*** Dataset ***

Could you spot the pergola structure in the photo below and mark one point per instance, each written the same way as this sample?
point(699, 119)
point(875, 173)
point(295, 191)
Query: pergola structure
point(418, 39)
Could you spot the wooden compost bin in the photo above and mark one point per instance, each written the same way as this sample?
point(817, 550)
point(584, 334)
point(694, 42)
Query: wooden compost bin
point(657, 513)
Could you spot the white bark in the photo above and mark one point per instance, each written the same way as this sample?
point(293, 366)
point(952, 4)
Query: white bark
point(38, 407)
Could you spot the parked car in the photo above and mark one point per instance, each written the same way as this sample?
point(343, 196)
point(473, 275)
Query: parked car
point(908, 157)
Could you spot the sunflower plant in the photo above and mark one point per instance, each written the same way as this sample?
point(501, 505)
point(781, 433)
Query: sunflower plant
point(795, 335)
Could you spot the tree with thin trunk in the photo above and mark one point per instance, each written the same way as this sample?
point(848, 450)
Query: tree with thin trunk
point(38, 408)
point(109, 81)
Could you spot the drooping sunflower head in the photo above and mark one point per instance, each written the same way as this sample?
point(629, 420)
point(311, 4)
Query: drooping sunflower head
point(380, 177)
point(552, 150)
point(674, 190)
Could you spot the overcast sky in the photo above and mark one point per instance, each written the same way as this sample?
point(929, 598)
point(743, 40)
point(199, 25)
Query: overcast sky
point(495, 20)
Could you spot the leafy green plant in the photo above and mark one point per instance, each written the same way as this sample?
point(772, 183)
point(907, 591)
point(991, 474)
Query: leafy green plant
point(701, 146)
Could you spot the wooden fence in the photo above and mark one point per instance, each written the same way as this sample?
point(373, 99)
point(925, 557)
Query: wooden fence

***

Exercise description
Your answer should hold exactly the lines from the one containing "Could you spot the tree" to the last line of the data, both included, and no others.

Finished exercise
Could you spot the tree with thin trunk in the photo above and mark one point per instance, each written the same way as this sample?
point(848, 450)
Query: tree with thin trunk
point(38, 408)
point(109, 81)
Could you spot the drooping sunflower head in the photo above and mark one point per instance, each written the same way as this sample?
point(629, 420)
point(311, 4)
Query: drooping sunflower head
point(380, 177)
point(552, 150)
point(674, 190)
Could you spot the overcast sky in the photo above and mark one point per instance, each written the same way as this sample?
point(929, 598)
point(743, 40)
point(199, 25)
Query: overcast sky
point(495, 20)
Could you spot the leafy green plant in the photo above and mark one point per instance, each written the same way as this sample?
point(772, 183)
point(907, 591)
point(991, 474)
Query: leafy green plant
point(701, 146)
Could you spot the wooden fence in the photo above and mark one point per instance, each written the same way as this sample?
point(373, 99)
point(925, 557)
Query: wooden fence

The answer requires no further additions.